**EXERCISE DIRECTIONS**
The required output is the line that contains "santa pants as" plus every line after it in the listing below, copied exactly as it appears.
** Start of LISTED ENTRIES **
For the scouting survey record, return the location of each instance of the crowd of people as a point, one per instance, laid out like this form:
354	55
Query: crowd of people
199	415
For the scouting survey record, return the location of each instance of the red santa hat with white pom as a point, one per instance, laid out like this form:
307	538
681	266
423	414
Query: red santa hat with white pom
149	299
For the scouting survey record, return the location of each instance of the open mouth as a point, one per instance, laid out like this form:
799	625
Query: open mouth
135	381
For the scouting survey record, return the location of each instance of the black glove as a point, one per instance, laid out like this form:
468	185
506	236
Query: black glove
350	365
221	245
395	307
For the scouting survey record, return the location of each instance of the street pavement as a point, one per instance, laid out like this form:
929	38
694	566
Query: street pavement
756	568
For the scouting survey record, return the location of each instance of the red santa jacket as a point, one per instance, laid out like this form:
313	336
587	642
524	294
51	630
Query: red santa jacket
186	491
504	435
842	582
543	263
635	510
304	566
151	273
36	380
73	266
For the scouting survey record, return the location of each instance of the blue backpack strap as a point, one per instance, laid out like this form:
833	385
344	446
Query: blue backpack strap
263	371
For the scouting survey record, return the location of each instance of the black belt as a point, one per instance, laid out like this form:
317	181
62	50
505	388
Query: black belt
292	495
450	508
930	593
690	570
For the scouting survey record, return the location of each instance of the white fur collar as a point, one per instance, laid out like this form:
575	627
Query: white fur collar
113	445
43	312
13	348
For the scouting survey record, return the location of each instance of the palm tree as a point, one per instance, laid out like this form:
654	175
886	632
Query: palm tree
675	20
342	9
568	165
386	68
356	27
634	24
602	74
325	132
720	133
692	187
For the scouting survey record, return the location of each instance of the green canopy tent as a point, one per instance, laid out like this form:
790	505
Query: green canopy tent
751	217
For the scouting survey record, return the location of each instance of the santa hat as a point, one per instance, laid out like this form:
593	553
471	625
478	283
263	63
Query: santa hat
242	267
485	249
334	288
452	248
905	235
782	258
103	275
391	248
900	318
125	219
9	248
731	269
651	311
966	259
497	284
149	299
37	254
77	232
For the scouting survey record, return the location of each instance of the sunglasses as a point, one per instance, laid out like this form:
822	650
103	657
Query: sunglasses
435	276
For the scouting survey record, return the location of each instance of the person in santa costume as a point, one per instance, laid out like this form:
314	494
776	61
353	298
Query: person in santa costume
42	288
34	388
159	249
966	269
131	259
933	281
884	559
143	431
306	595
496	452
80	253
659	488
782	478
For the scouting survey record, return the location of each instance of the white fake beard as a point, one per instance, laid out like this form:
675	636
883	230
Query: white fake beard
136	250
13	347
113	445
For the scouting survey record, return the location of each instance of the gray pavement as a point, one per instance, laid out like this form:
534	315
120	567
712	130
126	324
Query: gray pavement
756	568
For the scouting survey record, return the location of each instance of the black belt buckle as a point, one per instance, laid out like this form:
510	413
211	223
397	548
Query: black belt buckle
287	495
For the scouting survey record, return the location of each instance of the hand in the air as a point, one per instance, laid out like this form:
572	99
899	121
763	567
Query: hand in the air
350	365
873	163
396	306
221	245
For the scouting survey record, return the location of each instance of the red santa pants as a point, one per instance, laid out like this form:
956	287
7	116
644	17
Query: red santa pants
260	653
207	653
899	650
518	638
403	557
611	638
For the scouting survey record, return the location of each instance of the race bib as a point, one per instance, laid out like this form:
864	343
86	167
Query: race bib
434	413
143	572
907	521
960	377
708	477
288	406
** End of LISTED ENTRIES **
**OUTPUT BELOW**
For the scouting survey record, return the location of each instance of the red santa pants as a point, one per instance, laid out like this form:
956	287
7	116
644	17
Query: red santa pants
260	653
207	653
899	650
518	638
403	557
611	638
For the scouting survey record, return the location of each instance of the race bib as a point, one per instance, laid out like this form:
864	343
86	167
Query: race bib
434	413
143	572
907	521
960	377
708	477
288	406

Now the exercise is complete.